The book is scheduled to be released next week.

“The visit was for naught,” Mr. Gates writes referring to his meetings with the Pakistani leaders on January 21-22, 2010.

“I returned convinced that Pakistan would work with the U.S. in some ways -- such as providing supply lines through Pakistan, which were also highly profitable -- while at the same time providing sanctuary for the Taliban and other extremists, so that no matter who came out on top in Afghanistan, Pakistan would have influence. If there was to be any reconciliation, the Pakistanis intended to control it,” Mr. Gates said.

In his memoir running into more than 600 pages, Mr. Gates says weeks before his inauguration, Mr. Obama asked him to travel to Chicago to attend a meeting of his transition’s national security team, which among others was attended by Ms. Hillary Clinton and Mr. Joe Biden.

The meeting, held in December, spent nearly an hour discussing on Afghanistan, Pakistan and India, Mr. Gates writes.

“Pakistan was described as the biggest, most dangerous situation,” he writes.

In Mach 2009, Mr. Gates writes, Mr. Obama held a series of meetings on his Af-Pak to discuss report of Bruce Riedel, who was appointed by the President. One of those Friday, he writes, they reviewed the final Riedel report.

[Extracted records]
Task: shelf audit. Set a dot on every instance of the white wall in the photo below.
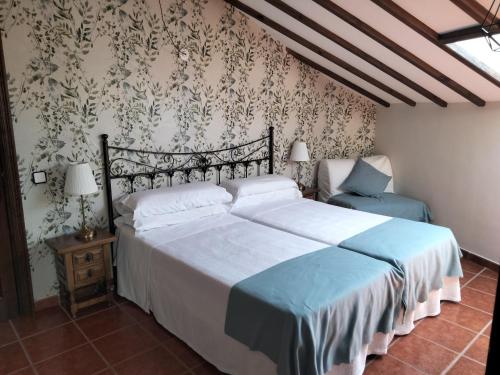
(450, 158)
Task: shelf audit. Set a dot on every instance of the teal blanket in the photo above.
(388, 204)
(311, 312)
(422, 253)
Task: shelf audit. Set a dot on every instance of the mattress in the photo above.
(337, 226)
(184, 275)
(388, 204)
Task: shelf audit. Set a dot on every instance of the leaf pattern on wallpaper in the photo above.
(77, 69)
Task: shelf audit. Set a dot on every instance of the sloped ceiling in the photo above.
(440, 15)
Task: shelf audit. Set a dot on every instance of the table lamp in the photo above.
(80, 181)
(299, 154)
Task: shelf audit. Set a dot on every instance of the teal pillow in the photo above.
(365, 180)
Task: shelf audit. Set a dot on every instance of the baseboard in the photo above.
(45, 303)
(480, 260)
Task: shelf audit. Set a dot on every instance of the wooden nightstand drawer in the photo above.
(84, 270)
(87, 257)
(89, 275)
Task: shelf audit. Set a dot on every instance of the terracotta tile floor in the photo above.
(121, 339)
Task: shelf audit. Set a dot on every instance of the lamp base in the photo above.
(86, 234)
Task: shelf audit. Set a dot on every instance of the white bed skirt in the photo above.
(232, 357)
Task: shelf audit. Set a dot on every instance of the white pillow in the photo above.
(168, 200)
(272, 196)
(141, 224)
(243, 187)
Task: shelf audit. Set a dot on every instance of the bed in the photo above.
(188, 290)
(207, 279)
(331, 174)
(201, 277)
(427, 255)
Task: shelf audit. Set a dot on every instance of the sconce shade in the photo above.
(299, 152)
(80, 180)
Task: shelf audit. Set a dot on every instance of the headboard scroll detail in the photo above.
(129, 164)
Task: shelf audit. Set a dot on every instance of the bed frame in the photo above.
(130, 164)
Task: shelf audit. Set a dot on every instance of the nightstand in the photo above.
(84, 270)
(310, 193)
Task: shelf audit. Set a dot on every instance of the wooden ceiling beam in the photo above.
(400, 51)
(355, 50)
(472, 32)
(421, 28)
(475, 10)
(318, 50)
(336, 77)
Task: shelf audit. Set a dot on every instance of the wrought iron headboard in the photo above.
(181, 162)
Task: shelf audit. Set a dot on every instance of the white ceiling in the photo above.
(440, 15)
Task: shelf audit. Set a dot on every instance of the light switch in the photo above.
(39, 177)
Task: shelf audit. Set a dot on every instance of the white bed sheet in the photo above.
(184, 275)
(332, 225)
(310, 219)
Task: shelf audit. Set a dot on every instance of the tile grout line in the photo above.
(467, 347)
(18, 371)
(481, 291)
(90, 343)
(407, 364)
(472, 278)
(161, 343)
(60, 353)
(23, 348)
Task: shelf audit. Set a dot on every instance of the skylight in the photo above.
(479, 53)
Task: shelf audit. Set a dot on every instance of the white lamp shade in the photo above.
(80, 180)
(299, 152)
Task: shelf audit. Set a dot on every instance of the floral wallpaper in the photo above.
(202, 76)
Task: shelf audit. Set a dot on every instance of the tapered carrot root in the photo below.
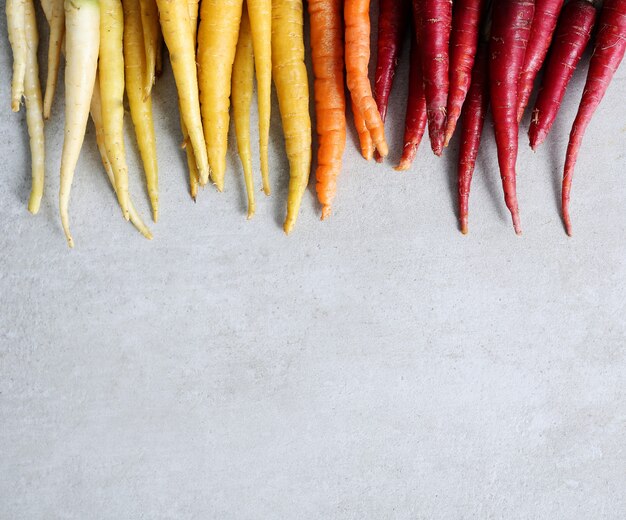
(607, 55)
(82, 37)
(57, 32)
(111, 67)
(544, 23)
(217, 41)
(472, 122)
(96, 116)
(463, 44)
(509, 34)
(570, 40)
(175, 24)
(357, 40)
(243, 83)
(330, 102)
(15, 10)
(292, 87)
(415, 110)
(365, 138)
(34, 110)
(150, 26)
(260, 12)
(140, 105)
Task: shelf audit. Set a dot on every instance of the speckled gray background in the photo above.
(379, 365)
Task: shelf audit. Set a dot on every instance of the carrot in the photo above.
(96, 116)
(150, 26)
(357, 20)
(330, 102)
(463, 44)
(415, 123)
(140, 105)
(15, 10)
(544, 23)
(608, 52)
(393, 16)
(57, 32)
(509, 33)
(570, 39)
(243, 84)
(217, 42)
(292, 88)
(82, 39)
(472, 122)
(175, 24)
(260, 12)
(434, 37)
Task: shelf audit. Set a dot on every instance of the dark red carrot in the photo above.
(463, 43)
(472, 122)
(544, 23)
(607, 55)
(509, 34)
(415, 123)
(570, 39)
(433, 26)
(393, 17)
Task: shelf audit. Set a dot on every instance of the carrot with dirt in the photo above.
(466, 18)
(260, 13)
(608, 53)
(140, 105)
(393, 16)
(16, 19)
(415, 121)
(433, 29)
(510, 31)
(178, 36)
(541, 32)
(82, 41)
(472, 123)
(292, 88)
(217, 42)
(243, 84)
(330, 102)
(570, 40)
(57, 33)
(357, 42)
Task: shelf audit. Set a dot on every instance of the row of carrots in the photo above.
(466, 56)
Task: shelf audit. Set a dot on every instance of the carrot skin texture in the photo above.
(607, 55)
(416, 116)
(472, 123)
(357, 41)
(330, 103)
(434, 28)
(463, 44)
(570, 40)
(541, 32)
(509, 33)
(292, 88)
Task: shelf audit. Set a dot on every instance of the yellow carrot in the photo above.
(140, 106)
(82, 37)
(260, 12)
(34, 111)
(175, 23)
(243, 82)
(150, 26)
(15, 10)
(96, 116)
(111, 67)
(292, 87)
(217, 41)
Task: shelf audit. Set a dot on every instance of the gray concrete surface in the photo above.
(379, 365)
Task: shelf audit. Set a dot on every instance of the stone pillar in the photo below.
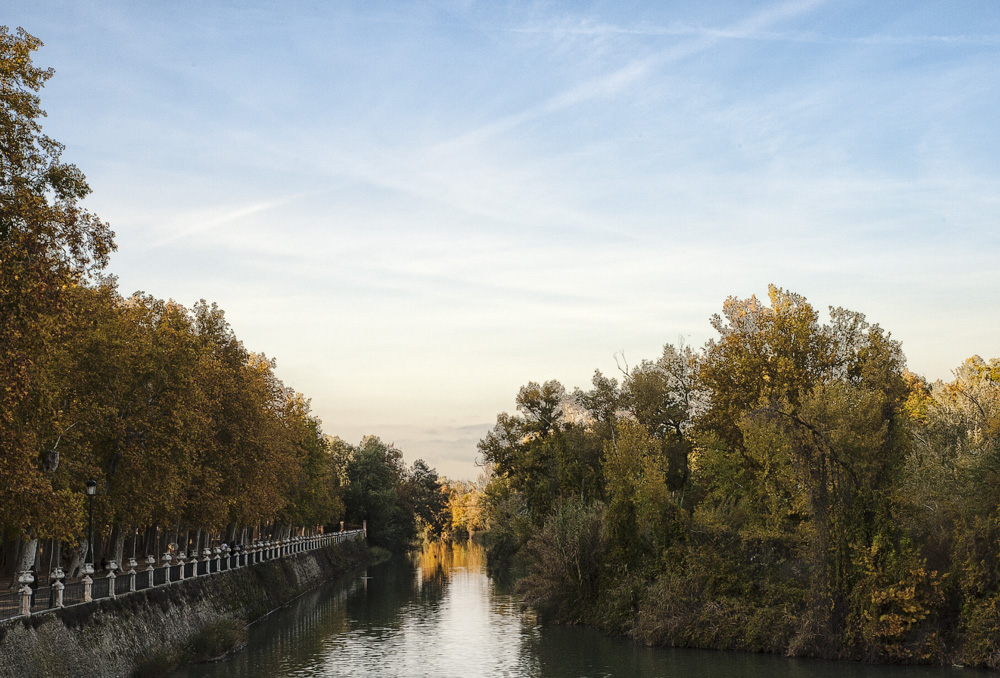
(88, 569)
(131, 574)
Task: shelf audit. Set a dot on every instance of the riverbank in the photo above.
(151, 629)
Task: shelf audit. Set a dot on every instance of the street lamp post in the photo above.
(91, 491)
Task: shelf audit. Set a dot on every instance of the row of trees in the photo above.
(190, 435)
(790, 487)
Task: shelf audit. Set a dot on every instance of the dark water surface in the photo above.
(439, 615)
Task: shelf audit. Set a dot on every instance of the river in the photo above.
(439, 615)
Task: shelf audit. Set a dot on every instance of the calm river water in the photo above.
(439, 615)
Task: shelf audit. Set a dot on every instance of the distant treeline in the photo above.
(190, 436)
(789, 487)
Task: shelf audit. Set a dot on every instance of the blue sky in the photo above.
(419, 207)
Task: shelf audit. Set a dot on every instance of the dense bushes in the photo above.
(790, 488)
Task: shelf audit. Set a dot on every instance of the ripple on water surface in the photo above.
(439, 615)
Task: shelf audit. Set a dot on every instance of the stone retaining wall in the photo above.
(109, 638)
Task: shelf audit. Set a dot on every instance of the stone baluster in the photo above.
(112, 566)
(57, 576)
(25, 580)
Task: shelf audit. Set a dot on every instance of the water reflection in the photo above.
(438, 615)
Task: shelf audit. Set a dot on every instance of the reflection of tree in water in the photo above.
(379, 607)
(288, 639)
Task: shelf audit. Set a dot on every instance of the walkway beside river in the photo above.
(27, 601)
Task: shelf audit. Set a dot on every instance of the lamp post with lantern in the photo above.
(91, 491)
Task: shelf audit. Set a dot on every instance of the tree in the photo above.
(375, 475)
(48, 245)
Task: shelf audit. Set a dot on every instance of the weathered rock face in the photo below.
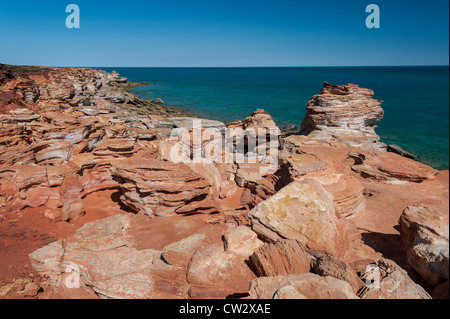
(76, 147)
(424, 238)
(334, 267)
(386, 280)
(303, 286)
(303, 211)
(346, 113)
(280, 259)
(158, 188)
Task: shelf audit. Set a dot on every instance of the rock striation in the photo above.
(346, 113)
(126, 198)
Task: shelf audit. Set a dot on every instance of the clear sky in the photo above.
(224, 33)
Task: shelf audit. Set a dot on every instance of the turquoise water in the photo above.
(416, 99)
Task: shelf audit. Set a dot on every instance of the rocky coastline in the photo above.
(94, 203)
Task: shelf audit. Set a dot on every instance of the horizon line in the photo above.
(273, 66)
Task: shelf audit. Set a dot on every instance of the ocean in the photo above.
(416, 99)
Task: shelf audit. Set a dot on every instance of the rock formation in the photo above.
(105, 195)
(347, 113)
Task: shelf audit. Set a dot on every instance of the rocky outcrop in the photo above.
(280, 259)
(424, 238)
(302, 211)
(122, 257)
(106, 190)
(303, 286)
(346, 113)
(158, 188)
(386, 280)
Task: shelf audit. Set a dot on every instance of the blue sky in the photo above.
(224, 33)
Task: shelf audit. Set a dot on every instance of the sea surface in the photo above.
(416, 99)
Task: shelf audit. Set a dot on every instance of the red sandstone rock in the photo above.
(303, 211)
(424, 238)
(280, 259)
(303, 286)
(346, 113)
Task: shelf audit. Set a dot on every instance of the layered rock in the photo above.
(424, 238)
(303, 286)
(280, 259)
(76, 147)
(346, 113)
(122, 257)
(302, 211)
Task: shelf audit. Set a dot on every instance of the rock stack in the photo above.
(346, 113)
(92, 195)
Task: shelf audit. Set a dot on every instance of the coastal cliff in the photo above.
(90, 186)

Given request 1: Render the following sentence from the news excerpt on Mr. Gates's memoir into French: "The book is scheduled to be released next week."
Given request 2: Gather every line of the rows that contains the word "dark".

Complete output 1: La sortie du livre est prévue pour la semaine prochaine.

Complete output 2:
Task: shelf audit. Set a dot on every instance of the dark red carrot in the photo above.
Task: shelf audit. Set a dot on every instance of the dark water surface in the photo above.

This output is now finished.